Exercises to complete ▸
1) In the Scion forum thread, copy the passage from "About the CAI...Dealer" to "how much? Thanks.".
2) In the Scion forum thread, roughly how much does the dealer want for the CAI?
3) Does each statement agree with the Scion forum thread? (a) The TRD muffler can be swapped onto other cars. (b) The poster who test drove the Matrix again preferred the xB's styling and roominess. (c) One reply warns that some CAI systems are much noisier.

Document section ▸
= = = = = = =
I do have some questions for those who own xB's with manual transmissions. I figure that little 4-cylinder needs a stick shift to get any oomph out of it. While I would never buy any car without driving it first, dealers may not have what I'm looking for on the lot, so I want to ask those with ownership experience about this. My questions are:
--Comparisons between the manual and automatic in terms of "get-up-and-go"
--The regular shifter vs. the short-throw shifter--worth the extra dough?
--Same question for the TRD "heavy-duty" clutch--worth it?
--Same question for the TRD strut/shocks kit--worth it, or are they only of value with the lowered springs, which I don't want?
--Same question for the front strut tie bar and rear sway bar--worth it?
In sum, do the TRD performance "upgrades" make that much difference over stock in terms of handling and performance to justify the price? Thanks for any and all input.

Comments

  • micwebmicweb Posts: 1,617
    Anyone have the TRD (Toyota Racing Design) muffler designed for the Scion xB/xA? The stock muffler on my xA is restrictive, but the after market (Dynomax, Magnaflow, Walker, etc.) ones I have tried so far drone a little too loud for me. The Customer Service rep at TRD claims the tone is lower, but not louder, with the TRD muffler, which is designed for the car and not interchangeable. On the other hand, the TRD muffler costs about as much as all the other mufflers I have tried to date, combined.
  • mpalmermpalmer Posts: 20
    I am in the market for a new car, but was planning on purchasing a matrix. However, this little car caught my eye (cargo space and price), so now, it is a consideration.

     

    About the CAI...Dealer wants around 300 or so for it. Are there any pros or cons to having it? Will it make this car perform closer to a Matrix engine? Will it improve gas mileage?? By how much? Thanks.
  • mpalmermpalmer Posts: 20
    I went to the Scion dealership and got approved for an xb. I test drove the Matrix again as well, and found that I liked the styling and the roominess of the xb better. One thing I didn't like about the xb (and the Matrix too for that matter) is the lack of power. Not that I need THAT much, but too me, the automatic was a little sluggish.

     

    The salesman is trying to tell me that the CAI will give me 15 more horsepower without gaining gas mileage. From reading the posts on this forum, it seems the opposite is true. Any comments on this...

     

    Marion
  • ateixeiraateixeira Posts: 72,587
    Ask if you can drive one equipped that way. Some CAI systems create a lot more noise, and my concern would be that might get tiring on a long drive.
= = = = = = =
Source data ▸
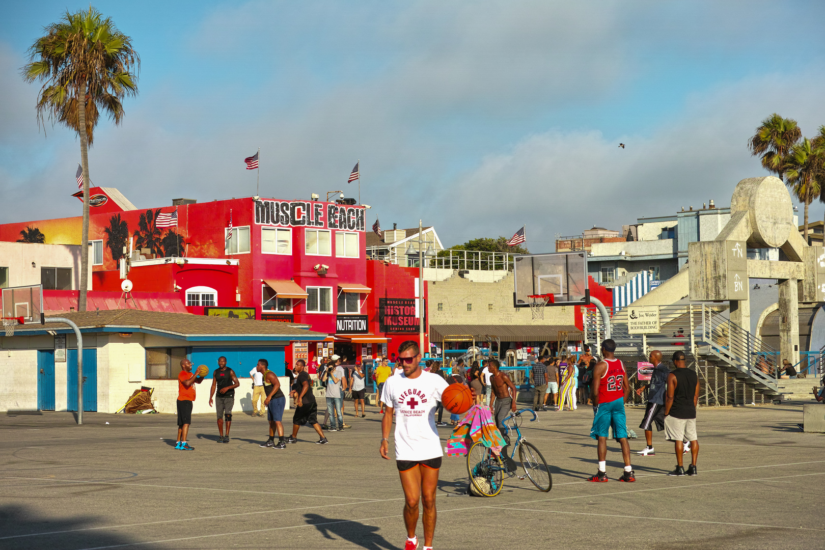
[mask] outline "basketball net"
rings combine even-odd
= = = = = = =
Solutions for each task ▸
1)
About the CAI...Dealer wants around 300 or so for it. Are there any pros or cons to having it? Will it make this car perform closer to a Matrix engine? Will it improve gas mileage?? By how much? Thanks.

2) Around 300 or so.

3)
(a) No: "designed for the car and not interchangeable"
(b) Yes: "found that I liked the styling and the roominess of the xb better"
(c) Yes: "Some CAI systems create a lot more noise"